For DeepSeek LLM 7B, we utilize **1 NVIDIA A100-PCIE-40GB GPU** for inference.
<table><thead><tr><th rowspan="2">Batch Size</th><th colspan="5">Sequence Length</th></tr><tr><th>256</th><th>512</th><th>1024</th><th>2048</th><th>4096</th></tr></thead><tbody><tr><td>1</td><td>13.29 GB</td><td>13.63 GB</td><td>14.47 GB</td><td>16.37 GB</td><td>21.25 GB</td></tr><tr><td>2</td><td>13.63 GB</td><td>14.39 GB</td><td>15.98 GB</td><td>19.82 GB</td><td>29.59 GB</td></tr><tr><td>4</td><td>14.47 GB</td><td>15.82 GB</td><td>19.04 GB</td><td>26.65 GB</td><td>OOM</td></tr><tr><td>8</td><td>15.99 GB</td><td>18.71 GB</td><td>25.14 GB</td><td>35.19 GB</td><td>OOM</td></tr><tr><td>16</td><td>19.06 GB</td><td>24.52 GB</td><td>37.28 GB</td><td>OOM</td><td>OOM</td></tr></tbody></table>
For DeepSeek LLM 67B, we utilize **8 NVIDIA A100-PCIE-40GB GPUs** for inference.

# Records supplied
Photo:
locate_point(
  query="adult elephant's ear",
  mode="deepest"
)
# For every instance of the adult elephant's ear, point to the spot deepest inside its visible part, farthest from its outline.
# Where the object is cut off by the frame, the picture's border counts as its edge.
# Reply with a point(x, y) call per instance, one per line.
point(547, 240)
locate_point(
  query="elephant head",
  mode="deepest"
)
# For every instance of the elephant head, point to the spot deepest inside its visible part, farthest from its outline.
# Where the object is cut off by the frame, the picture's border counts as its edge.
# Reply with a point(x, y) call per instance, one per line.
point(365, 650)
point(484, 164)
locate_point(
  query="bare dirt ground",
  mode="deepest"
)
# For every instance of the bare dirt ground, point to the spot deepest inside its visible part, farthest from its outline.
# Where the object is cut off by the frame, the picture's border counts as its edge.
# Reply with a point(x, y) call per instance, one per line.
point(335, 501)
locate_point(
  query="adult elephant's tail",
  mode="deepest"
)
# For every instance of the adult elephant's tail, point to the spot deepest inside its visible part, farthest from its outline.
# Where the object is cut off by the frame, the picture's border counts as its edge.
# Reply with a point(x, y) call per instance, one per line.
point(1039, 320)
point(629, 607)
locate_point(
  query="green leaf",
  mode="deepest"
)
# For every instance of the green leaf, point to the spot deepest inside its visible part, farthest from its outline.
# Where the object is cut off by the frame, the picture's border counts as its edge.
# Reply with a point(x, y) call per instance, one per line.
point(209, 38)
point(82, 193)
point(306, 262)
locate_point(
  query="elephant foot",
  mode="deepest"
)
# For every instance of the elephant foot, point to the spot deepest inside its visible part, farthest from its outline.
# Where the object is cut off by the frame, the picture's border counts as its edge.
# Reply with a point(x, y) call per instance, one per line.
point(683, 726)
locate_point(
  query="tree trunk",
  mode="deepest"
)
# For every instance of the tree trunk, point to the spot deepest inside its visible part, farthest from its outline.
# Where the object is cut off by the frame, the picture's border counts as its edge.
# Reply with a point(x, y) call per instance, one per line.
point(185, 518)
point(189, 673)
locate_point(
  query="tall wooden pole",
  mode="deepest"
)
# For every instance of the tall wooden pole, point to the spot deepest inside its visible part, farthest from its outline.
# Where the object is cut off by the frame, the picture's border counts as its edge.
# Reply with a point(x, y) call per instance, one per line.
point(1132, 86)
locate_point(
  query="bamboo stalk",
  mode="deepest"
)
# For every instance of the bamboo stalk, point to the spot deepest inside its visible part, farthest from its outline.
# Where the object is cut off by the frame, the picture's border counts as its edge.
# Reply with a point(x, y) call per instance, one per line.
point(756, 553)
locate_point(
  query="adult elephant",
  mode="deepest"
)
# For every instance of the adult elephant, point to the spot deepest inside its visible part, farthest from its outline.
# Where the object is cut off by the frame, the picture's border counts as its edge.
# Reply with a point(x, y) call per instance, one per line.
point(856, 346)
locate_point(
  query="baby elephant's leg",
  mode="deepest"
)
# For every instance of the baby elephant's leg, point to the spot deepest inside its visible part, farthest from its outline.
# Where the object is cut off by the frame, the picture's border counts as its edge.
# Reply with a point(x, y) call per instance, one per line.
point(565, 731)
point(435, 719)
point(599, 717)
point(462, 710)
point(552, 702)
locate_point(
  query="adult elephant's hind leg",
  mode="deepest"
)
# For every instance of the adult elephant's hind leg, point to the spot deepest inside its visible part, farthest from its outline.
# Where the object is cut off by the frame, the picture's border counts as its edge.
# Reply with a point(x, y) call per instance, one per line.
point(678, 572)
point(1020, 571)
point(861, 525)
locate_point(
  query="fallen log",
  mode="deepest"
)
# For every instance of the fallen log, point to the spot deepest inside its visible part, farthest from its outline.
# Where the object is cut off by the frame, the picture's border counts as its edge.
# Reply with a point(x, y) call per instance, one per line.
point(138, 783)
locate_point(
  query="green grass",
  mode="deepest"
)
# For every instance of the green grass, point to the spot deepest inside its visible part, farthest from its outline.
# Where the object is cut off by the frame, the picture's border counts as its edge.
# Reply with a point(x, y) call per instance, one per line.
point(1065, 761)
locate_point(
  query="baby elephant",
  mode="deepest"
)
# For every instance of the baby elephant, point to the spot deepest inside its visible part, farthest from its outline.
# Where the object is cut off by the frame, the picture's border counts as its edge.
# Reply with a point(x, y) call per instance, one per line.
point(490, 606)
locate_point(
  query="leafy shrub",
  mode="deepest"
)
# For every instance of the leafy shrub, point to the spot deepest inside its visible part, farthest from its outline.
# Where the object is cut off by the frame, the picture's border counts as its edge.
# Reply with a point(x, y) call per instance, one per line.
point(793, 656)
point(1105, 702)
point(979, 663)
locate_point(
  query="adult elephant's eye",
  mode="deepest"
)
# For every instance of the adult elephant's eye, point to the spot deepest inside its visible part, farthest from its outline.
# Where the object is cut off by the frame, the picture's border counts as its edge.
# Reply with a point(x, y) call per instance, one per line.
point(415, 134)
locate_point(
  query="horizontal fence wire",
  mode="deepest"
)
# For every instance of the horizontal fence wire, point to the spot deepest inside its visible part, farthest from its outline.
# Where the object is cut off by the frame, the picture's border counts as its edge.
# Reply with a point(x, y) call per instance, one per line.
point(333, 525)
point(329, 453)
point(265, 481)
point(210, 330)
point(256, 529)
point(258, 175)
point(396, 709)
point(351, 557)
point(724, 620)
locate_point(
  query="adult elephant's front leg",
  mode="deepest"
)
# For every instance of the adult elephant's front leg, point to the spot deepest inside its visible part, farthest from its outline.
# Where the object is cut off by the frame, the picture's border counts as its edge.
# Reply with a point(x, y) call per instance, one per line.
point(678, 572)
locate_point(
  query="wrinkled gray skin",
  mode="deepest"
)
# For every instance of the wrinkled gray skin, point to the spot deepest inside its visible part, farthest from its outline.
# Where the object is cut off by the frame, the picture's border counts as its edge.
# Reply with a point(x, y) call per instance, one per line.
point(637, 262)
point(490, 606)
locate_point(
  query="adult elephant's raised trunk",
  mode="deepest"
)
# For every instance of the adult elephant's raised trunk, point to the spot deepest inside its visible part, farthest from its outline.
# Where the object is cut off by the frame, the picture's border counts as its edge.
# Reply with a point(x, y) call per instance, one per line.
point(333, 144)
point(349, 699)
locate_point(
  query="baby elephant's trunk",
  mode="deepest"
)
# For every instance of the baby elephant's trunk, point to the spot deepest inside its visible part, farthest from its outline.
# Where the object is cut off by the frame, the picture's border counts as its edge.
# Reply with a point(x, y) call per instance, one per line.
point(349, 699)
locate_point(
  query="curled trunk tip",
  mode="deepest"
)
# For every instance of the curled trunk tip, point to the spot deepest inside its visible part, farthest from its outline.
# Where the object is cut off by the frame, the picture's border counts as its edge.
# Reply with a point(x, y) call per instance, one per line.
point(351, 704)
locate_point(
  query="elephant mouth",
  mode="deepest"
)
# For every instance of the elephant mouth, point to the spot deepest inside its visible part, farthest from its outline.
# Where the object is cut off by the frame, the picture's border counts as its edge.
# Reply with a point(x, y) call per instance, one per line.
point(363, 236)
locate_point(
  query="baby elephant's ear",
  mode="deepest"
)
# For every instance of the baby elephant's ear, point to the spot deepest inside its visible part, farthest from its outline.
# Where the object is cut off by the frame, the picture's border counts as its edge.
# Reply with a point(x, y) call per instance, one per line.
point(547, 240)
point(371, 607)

# Required tasks
a: In the table of the DeepSeek LLM inference passage, list every batch size and sequence length pair marked OOM.
b: Shorten the paragraph of the DeepSeek LLM inference passage that begins "For DeepSeek LLM 7B," and keep its main facts.
c: Copy the part of the DeepSeek LLM inference passage that opens with the words containing "For DeepSeek LLM 7B, we" and closes with "GPUs** for inference.".
The rows above are material separate from the DeepSeek LLM inference passage.

# Task solutions
a:
- Batch size 4, sequence length 4096
- Batch size 8, sequence length 4096
- Batch size 16, sequence length 2048
- Batch size 16, sequence length 4096

b: DeepSeek LLM 7B inference runs on one NVIDIA A100-PCIE-40GB GPU.

c:
For DeepSeek LLM 7B, we utilize **1 NVIDIA A100-PCIE-40GB GPU** for inference.
<table><thead><tr><th rowspan="2">Batch Size</th><th colspan="5">Sequence Length</th></tr><tr><th>256</th><th>512</th><th>1024</th><th>2048</th><th>4096</th></tr></thead><tbody><tr><td>1</td><td>13.29 GB</td><td>13.63 GB</td><td>14.47 GB</td><td>16.37 GB</td><td>21.25 GB</td></tr><tr><td>2</td><td>13.63 GB</td><td>14.39 GB</td><td>15.98 GB</td><td>19.82 GB</td><td>29.59 GB</td></tr><tr><td>4</td><td>14.47 GB</td><td>15.82 GB</td><td>19.04 GB</td><td>26.65 GB</td><td>OOM</td></tr><tr><td>8</td><td>15.99 GB</td><td>18.71 GB</td><td>25.14 GB</td><td>35.19 GB</td><td>OOM</td></tr><tr><td>16</td><td>19.06 GB</td><td>24.52 GB</td><td>37.28 GB</td><td>OOM</td><td>OOM</td></tr></tbody></table>
For DeepSeek LLM 67B, we utilize **8 NVIDIA A100-PCIE-40GB GPUs** for inference.